"""
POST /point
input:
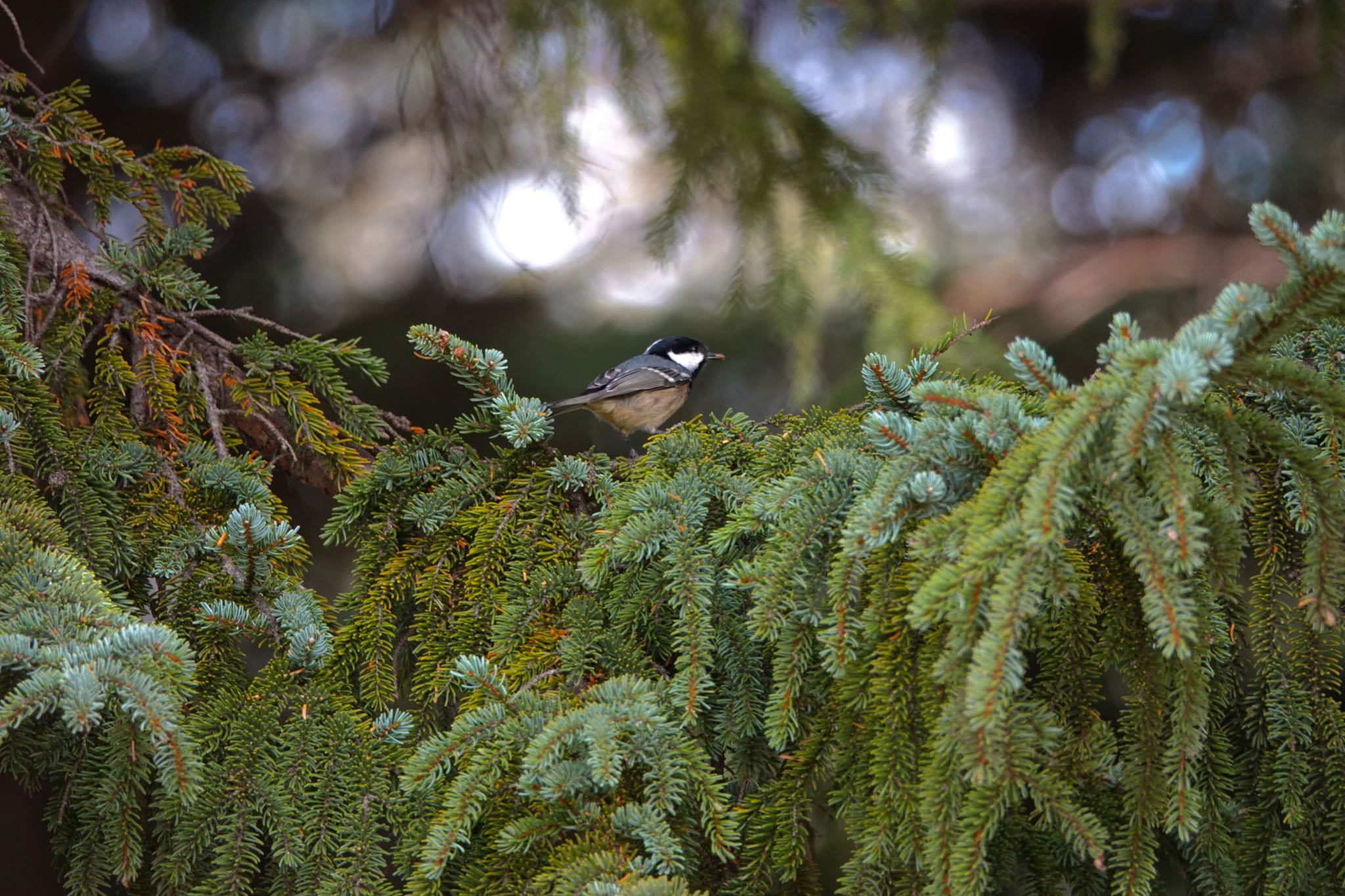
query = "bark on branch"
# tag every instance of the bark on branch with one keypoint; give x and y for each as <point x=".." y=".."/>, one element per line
<point x="53" y="244"/>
"""
### Task
Reproduce the records above line for line, omitting the pictures.

### Solved problem
POST /point
input:
query = "bark on branch"
# tag every instance of the bark on branch with one keypoint; give x and y for each as <point x=".." y=".."/>, one element per line
<point x="53" y="244"/>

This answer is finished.